Exactly repeat the full listing that follows.

-*-*-

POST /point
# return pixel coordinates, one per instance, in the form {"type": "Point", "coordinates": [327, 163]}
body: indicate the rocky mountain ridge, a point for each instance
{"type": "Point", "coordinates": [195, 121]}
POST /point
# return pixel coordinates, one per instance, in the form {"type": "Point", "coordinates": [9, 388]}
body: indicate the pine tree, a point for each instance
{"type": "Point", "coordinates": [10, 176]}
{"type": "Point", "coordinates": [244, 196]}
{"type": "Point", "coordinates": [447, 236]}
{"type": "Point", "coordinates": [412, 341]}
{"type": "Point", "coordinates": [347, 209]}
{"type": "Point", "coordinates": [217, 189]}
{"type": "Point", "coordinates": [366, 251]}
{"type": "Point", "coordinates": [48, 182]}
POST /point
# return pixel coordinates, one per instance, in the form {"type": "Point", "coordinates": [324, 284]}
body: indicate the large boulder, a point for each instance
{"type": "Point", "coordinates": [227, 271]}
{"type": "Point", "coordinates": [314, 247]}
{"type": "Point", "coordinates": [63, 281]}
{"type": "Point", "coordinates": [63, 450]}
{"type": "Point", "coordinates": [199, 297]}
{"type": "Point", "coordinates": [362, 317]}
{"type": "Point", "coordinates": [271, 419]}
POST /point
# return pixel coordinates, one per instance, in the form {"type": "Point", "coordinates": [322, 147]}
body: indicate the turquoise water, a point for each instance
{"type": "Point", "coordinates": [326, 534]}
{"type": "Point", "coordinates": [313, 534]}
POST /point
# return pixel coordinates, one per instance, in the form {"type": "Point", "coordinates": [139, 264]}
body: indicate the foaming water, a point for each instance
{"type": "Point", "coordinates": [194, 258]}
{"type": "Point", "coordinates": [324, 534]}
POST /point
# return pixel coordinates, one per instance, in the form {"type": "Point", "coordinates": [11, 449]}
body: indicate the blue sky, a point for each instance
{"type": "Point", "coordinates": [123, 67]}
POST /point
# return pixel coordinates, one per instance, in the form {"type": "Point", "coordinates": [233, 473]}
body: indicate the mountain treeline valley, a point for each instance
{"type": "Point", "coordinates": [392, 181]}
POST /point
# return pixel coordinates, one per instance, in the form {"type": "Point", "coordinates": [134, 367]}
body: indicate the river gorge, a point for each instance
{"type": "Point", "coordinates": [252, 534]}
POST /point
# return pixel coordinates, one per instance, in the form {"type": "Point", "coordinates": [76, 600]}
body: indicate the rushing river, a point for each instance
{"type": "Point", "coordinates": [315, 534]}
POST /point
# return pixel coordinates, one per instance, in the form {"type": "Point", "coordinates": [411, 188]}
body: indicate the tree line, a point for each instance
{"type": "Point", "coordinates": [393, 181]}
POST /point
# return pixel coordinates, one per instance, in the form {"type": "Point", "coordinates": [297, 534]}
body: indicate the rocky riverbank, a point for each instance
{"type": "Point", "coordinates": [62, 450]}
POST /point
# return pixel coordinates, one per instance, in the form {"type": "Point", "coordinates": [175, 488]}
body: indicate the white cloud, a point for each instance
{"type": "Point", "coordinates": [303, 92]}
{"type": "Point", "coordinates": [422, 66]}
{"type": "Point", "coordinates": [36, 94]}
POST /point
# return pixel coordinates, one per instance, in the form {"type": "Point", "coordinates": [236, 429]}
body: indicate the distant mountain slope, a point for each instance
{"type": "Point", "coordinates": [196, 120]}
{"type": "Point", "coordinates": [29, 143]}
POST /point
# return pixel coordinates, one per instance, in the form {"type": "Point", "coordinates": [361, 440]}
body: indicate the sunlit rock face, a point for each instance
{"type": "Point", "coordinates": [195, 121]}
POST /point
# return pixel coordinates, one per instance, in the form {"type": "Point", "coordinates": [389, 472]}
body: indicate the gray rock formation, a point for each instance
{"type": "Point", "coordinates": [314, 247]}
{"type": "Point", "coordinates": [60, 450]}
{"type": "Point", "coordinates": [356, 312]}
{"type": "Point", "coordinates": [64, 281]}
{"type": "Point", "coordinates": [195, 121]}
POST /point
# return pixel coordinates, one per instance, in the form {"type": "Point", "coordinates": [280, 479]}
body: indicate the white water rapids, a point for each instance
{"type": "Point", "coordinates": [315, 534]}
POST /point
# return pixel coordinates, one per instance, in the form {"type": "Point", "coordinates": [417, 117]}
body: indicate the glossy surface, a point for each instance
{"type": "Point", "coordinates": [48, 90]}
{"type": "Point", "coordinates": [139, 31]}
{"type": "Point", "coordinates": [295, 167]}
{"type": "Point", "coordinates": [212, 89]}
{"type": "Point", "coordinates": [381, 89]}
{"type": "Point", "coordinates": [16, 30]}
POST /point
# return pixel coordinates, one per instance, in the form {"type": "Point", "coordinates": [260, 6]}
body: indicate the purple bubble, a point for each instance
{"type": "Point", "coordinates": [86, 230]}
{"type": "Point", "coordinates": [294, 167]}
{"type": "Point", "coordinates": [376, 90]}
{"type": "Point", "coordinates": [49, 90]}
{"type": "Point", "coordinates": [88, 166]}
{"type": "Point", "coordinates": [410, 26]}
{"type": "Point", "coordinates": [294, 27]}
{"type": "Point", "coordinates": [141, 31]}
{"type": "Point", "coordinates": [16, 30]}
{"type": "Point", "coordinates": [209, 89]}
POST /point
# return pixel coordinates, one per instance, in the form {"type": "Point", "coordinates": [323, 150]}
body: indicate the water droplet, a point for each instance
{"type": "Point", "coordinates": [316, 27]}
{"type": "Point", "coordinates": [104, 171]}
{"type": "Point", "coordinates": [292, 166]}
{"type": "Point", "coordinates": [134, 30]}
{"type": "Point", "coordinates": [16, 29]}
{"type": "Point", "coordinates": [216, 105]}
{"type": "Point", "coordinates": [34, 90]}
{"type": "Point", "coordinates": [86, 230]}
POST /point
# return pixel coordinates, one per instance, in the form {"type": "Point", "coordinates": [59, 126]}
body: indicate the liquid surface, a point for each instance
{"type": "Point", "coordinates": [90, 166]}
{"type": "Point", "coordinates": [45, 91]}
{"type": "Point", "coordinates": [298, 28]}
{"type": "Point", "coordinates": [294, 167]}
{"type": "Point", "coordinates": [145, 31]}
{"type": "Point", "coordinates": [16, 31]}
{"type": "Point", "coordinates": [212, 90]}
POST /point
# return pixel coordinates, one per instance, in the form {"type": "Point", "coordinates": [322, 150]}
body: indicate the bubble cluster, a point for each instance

-*-*-

▶ SOLUTION BELOW
POST /point
# return pixel coordinates, one per instance, in the form {"type": "Point", "coordinates": [327, 163]}
body: indicate the rocky mountain ridge, a point for each instance
{"type": "Point", "coordinates": [195, 121]}
POST /point
# return pixel coordinates, one per instance, in the form {"type": "Point", "coordinates": [9, 388]}
body: indicate the pine tree, a point for each instance
{"type": "Point", "coordinates": [10, 176]}
{"type": "Point", "coordinates": [244, 196]}
{"type": "Point", "coordinates": [447, 236]}
{"type": "Point", "coordinates": [412, 341]}
{"type": "Point", "coordinates": [347, 209]}
{"type": "Point", "coordinates": [217, 189]}
{"type": "Point", "coordinates": [366, 251]}
{"type": "Point", "coordinates": [48, 182]}
POST /point
# return pixel coordinates, one per instance, in the form {"type": "Point", "coordinates": [324, 284]}
body: indicate the large boulder, a point for each instance
{"type": "Point", "coordinates": [227, 271]}
{"type": "Point", "coordinates": [314, 247]}
{"type": "Point", "coordinates": [63, 281]}
{"type": "Point", "coordinates": [63, 450]}
{"type": "Point", "coordinates": [199, 297]}
{"type": "Point", "coordinates": [362, 317]}
{"type": "Point", "coordinates": [271, 419]}
POST /point
# return pixel coordinates, one per instance, in the form {"type": "Point", "coordinates": [322, 147]}
body: indicate the turquoise water, a point for each instance
{"type": "Point", "coordinates": [326, 534]}
{"type": "Point", "coordinates": [313, 534]}
POST /point
# return pixel coordinates, one per instance, in the form {"type": "Point", "coordinates": [139, 264]}
body: indicate the foaming water, a point for each instance
{"type": "Point", "coordinates": [194, 258]}
{"type": "Point", "coordinates": [324, 534]}
POST /point
# return pixel coordinates, one per instance, in the form {"type": "Point", "coordinates": [11, 449]}
body: indicate the blue sky, a point for each instance
{"type": "Point", "coordinates": [123, 67]}
POST /point
# return pixel coordinates, one per instance, in the form {"type": "Point", "coordinates": [233, 473]}
body: indicate the mountain treeline valley, a point for each instance
{"type": "Point", "coordinates": [392, 181]}
POST /point
# return pixel coordinates, one per instance, in the form {"type": "Point", "coordinates": [134, 367]}
body: indicate the river gorge, a point for each instance
{"type": "Point", "coordinates": [252, 534]}
POST /point
# return pixel coordinates, one per instance, in the form {"type": "Point", "coordinates": [76, 600]}
body: indicate the rushing river, a point for each instance
{"type": "Point", "coordinates": [315, 534]}
POST /point
# return pixel coordinates, one per instance, in the form {"type": "Point", "coordinates": [411, 188]}
body: indicate the tree line, a point for each instance
{"type": "Point", "coordinates": [393, 181]}
POST /point
# return pixel coordinates, one per instance, in the form {"type": "Point", "coordinates": [297, 534]}
body: indicate the rocky riverbank, a point for each instance
{"type": "Point", "coordinates": [62, 450]}
POST /point
# return pixel coordinates, one per instance, in the form {"type": "Point", "coordinates": [175, 488]}
body: indicate the white cloud, a point for each instance
{"type": "Point", "coordinates": [303, 92]}
{"type": "Point", "coordinates": [422, 66]}
{"type": "Point", "coordinates": [36, 94]}
POST /point
# return pixel coordinates, one per instance, in the form {"type": "Point", "coordinates": [236, 429]}
body: indicate the distant mountain slope, a point for each instance
{"type": "Point", "coordinates": [196, 120]}
{"type": "Point", "coordinates": [29, 143]}
POST /point
# return pixel coordinates, one per instance, in the form {"type": "Point", "coordinates": [361, 440]}
body: indicate the sunlit rock face, a point for each instance
{"type": "Point", "coordinates": [195, 121]}
POST /point
# return pixel coordinates, one per instance, in the form {"type": "Point", "coordinates": [389, 472]}
body: indicate the gray rock formation, a point for each instance
{"type": "Point", "coordinates": [314, 247]}
{"type": "Point", "coordinates": [60, 450]}
{"type": "Point", "coordinates": [356, 312]}
{"type": "Point", "coordinates": [64, 281]}
{"type": "Point", "coordinates": [195, 121]}
POST /point
# return pixel coordinates, one per instance, in the form {"type": "Point", "coordinates": [280, 479]}
body: indicate the white water rapids, a point for each instance
{"type": "Point", "coordinates": [315, 534]}
POST /point
# return pixel coordinates, one per instance, in the form {"type": "Point", "coordinates": [417, 117]}
body: indicate the glossy surface, a point for each instance
{"type": "Point", "coordinates": [48, 90]}
{"type": "Point", "coordinates": [139, 31]}
{"type": "Point", "coordinates": [295, 167]}
{"type": "Point", "coordinates": [212, 89]}
{"type": "Point", "coordinates": [381, 89]}
{"type": "Point", "coordinates": [16, 30]}
POST /point
# return pixel coordinates, one per instance, in the form {"type": "Point", "coordinates": [260, 6]}
body: indicate the purple bubble, a point for each instance
{"type": "Point", "coordinates": [86, 230]}
{"type": "Point", "coordinates": [294, 167]}
{"type": "Point", "coordinates": [376, 90]}
{"type": "Point", "coordinates": [49, 90]}
{"type": "Point", "coordinates": [88, 166]}
{"type": "Point", "coordinates": [410, 26]}
{"type": "Point", "coordinates": [294, 27]}
{"type": "Point", "coordinates": [141, 31]}
{"type": "Point", "coordinates": [16, 30]}
{"type": "Point", "coordinates": [209, 89]}
POST /point
# return pixel coordinates, one per instance, in the form {"type": "Point", "coordinates": [323, 150]}
body: indicate the water droplet, a point for each instance
{"type": "Point", "coordinates": [316, 27]}
{"type": "Point", "coordinates": [104, 171]}
{"type": "Point", "coordinates": [292, 166]}
{"type": "Point", "coordinates": [134, 30]}
{"type": "Point", "coordinates": [16, 29]}
{"type": "Point", "coordinates": [216, 105]}
{"type": "Point", "coordinates": [34, 90]}
{"type": "Point", "coordinates": [86, 230]}
POST /point
# return pixel coordinates, one per instance, in the form {"type": "Point", "coordinates": [59, 126]}
body: indicate the liquid surface, a point for each instance
{"type": "Point", "coordinates": [90, 166]}
{"type": "Point", "coordinates": [45, 91]}
{"type": "Point", "coordinates": [298, 28]}
{"type": "Point", "coordinates": [294, 167]}
{"type": "Point", "coordinates": [145, 31]}
{"type": "Point", "coordinates": [16, 31]}
{"type": "Point", "coordinates": [212, 90]}
POST /point
# return pixel coordinates, one per instance, in the form {"type": "Point", "coordinates": [322, 150]}
body: indicate the bubble cluster, a point for each instance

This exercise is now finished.